◆ **WHAT YOU ARE ASKED TO DO**:
Exclude the images, then return every line below exactly as written.

Saved entries

——————————

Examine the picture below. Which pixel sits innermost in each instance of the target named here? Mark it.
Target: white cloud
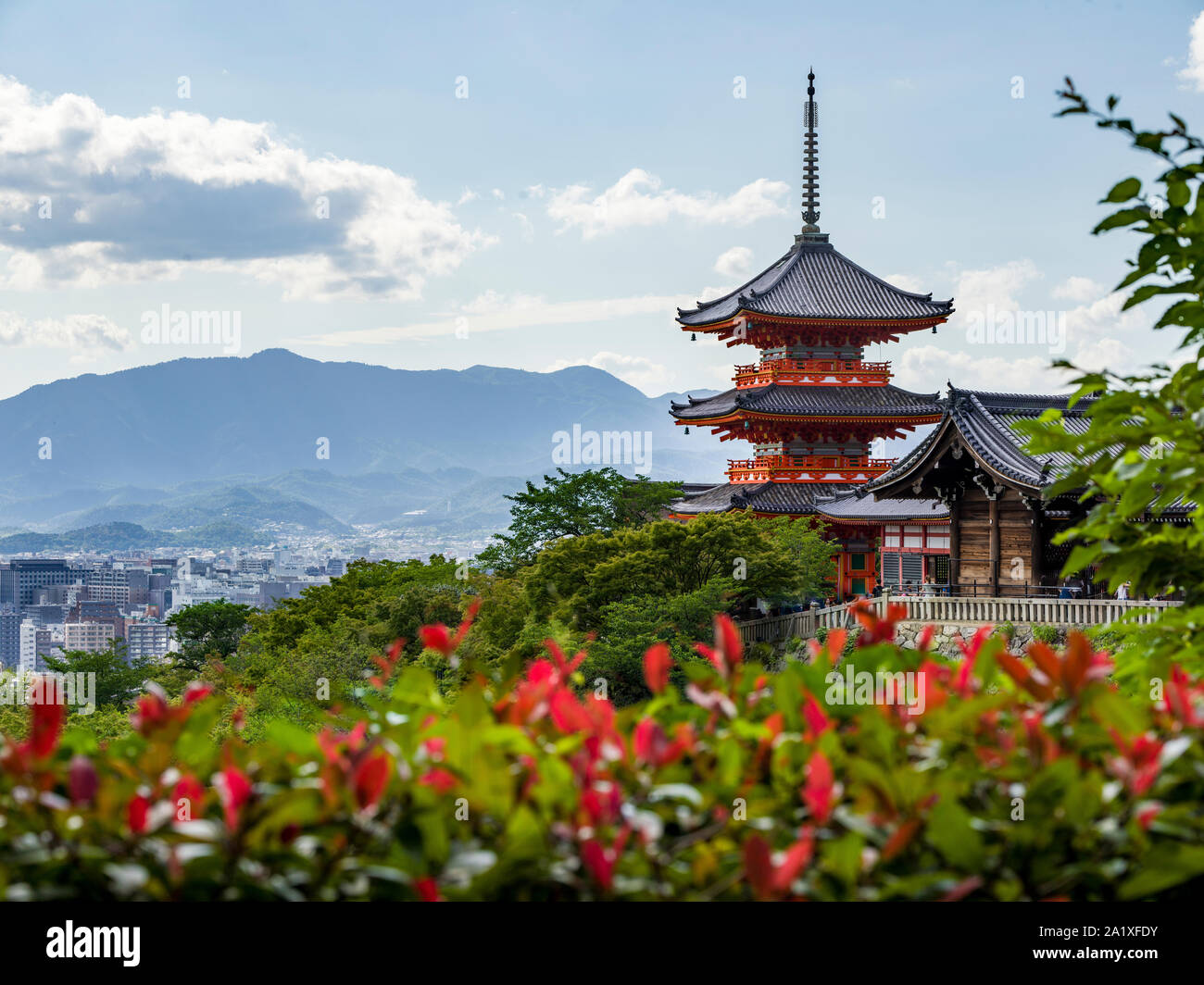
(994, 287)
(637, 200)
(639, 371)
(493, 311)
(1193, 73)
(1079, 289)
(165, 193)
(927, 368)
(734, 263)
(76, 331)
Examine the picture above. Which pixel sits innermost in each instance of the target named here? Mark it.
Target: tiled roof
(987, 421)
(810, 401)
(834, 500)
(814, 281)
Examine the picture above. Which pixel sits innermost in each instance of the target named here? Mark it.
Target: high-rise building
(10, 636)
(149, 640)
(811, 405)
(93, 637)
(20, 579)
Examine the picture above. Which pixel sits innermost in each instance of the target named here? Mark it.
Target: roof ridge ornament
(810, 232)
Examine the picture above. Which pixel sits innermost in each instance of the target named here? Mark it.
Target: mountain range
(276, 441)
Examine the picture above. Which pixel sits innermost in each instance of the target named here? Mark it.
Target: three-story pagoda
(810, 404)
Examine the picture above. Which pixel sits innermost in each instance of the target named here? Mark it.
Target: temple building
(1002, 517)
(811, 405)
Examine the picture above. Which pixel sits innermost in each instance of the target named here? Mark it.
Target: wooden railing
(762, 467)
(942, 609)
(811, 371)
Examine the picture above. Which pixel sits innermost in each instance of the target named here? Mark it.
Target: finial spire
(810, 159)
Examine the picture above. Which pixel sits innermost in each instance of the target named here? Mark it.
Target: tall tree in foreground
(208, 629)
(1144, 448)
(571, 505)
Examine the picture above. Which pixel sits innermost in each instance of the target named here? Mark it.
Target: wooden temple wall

——————————

◆ **ANSWER TO THIS EXERCISE**:
Examine the picture below. Which pixel sits innermost in each instance of the target named here? Mark it.
Target: white cloud
(994, 287)
(637, 200)
(639, 371)
(493, 311)
(1193, 73)
(1079, 289)
(165, 193)
(927, 368)
(734, 263)
(76, 331)
Examine the picture above. Which pixel sits innermost in each instance of the target named here? Mark it.
Target: tiled roof
(987, 421)
(810, 401)
(834, 500)
(814, 281)
Examine the picture above. Which pixel sits innermost in each instance of the target named here? Mark it.
Target: high-rise building
(10, 636)
(149, 640)
(811, 405)
(93, 637)
(20, 579)
Examine the picture above. Which pixel sits innermost in each instance of the target named here? Mark it.
Target: roof ridge ornament
(810, 232)
Examine the picture above. Which pixel sits innermost in each instance of the target named here? Mark it.
Target: mountain range
(276, 441)
Examine the picture above. Which pixel sits innermost in each instance of the target named here? Mark it.
Target: three-story pagoda
(810, 404)
Examine the picture above. Which pixel sits innermost in each instance of the target named here? Mark it.
Target: temple building
(1002, 517)
(811, 405)
Examine the picture above. Which pixel sits innermost in each instance of the target named here? Mark it.
Target: wooden railing
(762, 467)
(942, 609)
(811, 371)
Examine the picture above. Which pixel sits innermost in each instance of the target named here? Mark it.
Target: finial spire
(810, 159)
Examine the picture above. Which pixel sits innermost in each instance of the target named here? Mark it.
Target: tall tree in foreground
(208, 629)
(1144, 448)
(571, 505)
Examine the picture above. Which pixel sits innermost in each instance of the target named here? Mark it.
Target: wooden temple wall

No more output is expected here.